*Working data:*
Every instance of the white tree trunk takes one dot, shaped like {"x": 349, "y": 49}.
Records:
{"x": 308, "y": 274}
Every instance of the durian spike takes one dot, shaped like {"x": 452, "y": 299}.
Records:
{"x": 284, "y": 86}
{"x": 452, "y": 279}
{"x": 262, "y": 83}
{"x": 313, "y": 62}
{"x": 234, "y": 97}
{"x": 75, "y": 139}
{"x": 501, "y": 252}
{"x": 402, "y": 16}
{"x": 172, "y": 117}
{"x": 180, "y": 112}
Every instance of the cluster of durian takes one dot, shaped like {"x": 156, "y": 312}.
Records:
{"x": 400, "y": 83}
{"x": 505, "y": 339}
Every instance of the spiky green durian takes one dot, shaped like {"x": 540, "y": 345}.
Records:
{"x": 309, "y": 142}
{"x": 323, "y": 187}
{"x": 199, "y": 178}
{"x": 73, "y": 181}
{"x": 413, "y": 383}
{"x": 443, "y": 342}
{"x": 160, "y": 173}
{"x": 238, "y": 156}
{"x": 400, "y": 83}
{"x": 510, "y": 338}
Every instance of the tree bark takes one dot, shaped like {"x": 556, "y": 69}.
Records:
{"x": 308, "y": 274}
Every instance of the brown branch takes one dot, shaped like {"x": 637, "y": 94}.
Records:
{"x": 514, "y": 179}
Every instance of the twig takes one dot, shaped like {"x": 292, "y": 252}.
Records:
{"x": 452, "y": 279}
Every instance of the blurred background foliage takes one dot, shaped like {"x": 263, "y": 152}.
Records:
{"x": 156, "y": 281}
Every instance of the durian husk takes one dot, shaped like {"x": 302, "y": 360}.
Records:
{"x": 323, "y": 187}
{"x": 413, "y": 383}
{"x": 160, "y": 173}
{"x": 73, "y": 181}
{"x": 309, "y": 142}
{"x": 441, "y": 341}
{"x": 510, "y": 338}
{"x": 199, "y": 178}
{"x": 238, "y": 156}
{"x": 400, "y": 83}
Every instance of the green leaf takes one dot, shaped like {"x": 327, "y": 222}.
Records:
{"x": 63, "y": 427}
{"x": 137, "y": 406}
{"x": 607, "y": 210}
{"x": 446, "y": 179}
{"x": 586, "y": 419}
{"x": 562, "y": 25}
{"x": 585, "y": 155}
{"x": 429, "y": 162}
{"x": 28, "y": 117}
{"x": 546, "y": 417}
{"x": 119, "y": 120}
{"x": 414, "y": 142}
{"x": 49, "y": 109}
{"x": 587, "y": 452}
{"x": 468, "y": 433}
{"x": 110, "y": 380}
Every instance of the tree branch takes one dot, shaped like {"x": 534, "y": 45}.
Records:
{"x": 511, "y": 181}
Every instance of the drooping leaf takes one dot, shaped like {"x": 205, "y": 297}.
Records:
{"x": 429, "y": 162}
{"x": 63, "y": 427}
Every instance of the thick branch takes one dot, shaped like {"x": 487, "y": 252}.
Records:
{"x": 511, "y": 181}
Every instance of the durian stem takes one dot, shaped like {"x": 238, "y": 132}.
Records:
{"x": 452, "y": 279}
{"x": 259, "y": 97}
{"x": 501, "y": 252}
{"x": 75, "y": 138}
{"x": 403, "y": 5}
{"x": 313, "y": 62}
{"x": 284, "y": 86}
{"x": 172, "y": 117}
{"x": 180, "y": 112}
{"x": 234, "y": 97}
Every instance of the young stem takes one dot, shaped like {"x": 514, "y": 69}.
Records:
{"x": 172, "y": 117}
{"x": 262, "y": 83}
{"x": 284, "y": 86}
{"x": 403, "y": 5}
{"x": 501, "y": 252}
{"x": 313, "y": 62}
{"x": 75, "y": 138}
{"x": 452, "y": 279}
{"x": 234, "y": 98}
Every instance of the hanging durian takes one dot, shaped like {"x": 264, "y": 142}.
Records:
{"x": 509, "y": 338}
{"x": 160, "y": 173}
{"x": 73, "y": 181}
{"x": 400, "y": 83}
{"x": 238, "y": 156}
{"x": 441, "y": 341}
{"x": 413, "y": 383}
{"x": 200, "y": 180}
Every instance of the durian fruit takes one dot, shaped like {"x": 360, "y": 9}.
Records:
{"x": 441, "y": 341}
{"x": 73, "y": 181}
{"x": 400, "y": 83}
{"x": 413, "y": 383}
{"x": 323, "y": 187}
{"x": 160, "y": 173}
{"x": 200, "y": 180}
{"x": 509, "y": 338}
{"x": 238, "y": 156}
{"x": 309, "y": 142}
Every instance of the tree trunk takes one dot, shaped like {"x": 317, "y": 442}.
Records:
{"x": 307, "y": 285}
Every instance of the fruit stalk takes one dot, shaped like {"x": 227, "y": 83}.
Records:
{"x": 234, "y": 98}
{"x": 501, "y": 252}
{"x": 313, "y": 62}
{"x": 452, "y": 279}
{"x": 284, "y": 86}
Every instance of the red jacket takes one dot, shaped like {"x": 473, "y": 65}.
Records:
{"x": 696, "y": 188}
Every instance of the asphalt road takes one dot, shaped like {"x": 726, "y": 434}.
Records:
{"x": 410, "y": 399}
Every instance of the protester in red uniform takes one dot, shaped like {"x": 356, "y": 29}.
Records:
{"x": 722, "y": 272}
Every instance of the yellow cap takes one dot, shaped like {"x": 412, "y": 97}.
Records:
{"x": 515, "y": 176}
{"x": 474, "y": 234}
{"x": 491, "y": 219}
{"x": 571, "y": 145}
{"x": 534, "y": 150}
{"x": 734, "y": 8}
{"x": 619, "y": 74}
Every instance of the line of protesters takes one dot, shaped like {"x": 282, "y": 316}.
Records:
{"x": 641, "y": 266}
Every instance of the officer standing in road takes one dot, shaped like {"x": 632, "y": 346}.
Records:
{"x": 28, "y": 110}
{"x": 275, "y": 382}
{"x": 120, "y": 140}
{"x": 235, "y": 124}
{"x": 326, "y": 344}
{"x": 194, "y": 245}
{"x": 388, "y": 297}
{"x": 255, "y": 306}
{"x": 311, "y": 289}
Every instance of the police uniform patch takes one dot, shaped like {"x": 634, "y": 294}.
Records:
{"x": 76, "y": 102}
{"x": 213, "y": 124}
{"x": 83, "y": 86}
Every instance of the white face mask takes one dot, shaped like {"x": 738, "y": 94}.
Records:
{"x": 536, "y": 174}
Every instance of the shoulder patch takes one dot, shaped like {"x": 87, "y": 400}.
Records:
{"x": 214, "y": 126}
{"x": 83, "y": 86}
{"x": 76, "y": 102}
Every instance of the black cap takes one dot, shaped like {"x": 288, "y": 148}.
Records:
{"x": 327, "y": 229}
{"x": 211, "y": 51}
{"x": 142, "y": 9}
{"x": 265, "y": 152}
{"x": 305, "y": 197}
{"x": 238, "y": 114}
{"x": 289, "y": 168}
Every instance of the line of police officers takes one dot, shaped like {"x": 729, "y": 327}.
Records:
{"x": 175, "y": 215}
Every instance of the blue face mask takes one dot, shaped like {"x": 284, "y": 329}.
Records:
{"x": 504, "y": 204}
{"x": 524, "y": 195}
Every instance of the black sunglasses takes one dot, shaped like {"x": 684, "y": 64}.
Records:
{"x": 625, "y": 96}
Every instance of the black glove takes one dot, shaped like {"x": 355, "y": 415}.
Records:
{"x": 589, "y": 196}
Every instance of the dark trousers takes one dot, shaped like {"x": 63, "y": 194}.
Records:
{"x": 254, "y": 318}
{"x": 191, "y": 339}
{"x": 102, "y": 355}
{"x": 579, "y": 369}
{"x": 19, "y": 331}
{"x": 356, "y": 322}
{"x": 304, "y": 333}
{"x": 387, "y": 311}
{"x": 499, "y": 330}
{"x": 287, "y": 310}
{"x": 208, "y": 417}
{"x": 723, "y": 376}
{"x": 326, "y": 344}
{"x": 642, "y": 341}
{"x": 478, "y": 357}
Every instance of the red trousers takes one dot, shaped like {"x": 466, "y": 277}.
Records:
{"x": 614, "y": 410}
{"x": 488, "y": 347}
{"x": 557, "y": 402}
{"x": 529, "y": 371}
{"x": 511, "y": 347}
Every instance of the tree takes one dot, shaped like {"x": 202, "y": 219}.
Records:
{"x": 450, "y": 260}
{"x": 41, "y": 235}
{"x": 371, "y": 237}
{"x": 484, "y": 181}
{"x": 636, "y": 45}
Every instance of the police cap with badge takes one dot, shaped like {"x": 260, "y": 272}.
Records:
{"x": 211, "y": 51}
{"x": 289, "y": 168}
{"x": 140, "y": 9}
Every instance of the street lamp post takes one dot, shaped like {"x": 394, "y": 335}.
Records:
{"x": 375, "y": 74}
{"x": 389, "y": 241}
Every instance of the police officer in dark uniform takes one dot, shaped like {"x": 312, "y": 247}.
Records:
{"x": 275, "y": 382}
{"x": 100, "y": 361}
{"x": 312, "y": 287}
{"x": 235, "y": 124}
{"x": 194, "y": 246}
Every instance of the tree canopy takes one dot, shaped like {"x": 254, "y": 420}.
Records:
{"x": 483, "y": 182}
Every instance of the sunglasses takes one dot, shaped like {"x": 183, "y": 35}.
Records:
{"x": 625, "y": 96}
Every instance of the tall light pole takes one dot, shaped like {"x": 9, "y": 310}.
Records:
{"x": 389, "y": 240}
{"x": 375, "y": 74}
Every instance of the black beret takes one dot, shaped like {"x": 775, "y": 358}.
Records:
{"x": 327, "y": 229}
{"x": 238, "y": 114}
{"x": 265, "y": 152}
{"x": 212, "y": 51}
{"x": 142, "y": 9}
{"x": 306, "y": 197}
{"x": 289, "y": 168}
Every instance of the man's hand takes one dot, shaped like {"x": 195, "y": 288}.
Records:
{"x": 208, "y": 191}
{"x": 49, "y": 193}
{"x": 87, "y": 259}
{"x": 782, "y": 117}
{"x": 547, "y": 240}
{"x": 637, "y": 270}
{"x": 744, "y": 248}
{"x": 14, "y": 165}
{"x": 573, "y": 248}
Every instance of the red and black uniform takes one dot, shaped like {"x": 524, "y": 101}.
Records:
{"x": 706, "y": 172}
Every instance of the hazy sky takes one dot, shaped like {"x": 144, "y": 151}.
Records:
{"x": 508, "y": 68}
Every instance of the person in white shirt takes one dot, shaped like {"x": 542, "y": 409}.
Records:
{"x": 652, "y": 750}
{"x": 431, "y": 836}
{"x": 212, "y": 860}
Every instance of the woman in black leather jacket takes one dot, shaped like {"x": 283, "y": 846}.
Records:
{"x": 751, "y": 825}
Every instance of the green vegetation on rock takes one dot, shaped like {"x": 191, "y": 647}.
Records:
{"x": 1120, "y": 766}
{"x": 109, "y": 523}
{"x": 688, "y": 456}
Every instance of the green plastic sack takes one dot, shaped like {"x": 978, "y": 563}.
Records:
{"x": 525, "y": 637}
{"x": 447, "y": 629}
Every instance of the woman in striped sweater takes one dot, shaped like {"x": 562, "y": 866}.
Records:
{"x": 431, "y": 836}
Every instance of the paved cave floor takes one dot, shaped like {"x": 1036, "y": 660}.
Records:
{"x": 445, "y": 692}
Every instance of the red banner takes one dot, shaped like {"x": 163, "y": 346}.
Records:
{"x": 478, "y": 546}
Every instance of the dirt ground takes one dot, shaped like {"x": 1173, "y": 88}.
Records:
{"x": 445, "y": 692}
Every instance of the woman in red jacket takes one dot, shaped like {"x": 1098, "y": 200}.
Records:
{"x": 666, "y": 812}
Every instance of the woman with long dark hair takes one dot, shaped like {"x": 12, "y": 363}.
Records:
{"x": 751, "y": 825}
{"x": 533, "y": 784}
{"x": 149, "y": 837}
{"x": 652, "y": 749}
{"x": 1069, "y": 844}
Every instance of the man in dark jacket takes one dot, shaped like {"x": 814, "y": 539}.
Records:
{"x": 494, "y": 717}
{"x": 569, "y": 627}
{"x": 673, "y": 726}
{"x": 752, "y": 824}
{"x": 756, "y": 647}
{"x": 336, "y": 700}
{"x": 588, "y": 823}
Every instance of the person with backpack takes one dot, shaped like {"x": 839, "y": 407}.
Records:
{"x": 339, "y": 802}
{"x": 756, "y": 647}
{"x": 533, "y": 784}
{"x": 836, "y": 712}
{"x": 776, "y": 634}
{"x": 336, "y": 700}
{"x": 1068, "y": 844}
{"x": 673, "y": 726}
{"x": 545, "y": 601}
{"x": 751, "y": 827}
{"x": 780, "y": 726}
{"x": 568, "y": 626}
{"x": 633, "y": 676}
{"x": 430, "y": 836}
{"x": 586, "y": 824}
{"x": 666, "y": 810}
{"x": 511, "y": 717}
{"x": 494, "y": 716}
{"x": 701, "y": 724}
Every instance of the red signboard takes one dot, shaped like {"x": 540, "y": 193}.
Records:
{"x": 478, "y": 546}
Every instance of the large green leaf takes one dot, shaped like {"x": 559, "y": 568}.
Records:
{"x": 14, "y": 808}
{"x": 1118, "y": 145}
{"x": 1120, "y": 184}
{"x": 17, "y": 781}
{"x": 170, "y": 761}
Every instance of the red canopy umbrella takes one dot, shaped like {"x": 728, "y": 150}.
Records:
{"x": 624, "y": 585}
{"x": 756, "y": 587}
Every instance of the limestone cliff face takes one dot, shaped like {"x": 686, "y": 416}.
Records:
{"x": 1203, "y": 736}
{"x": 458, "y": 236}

*The task:*
Update the records starting at the line that contains "Every instance of the red signboard" and ending at the end of the records, changing "large green leaf" to "broad green leaf". Return only those lines, with everything else left as it is.

*Answer in full:*
Every instance of the red signboard takes one dot, shaped like {"x": 540, "y": 193}.
Records:
{"x": 478, "y": 546}
Every instance of the broad green leaf takes one dot, shaped like {"x": 559, "y": 568}.
Records:
{"x": 14, "y": 808}
{"x": 1118, "y": 145}
{"x": 1120, "y": 184}
{"x": 17, "y": 781}
{"x": 170, "y": 761}
Every instance of the red canopy umbrella takes one dot, shaped like {"x": 728, "y": 150}.
Records:
{"x": 624, "y": 585}
{"x": 756, "y": 587}
Every instance of the limestone cliff face takes one dot, shaped like {"x": 686, "y": 416}.
Records:
{"x": 1203, "y": 736}
{"x": 458, "y": 236}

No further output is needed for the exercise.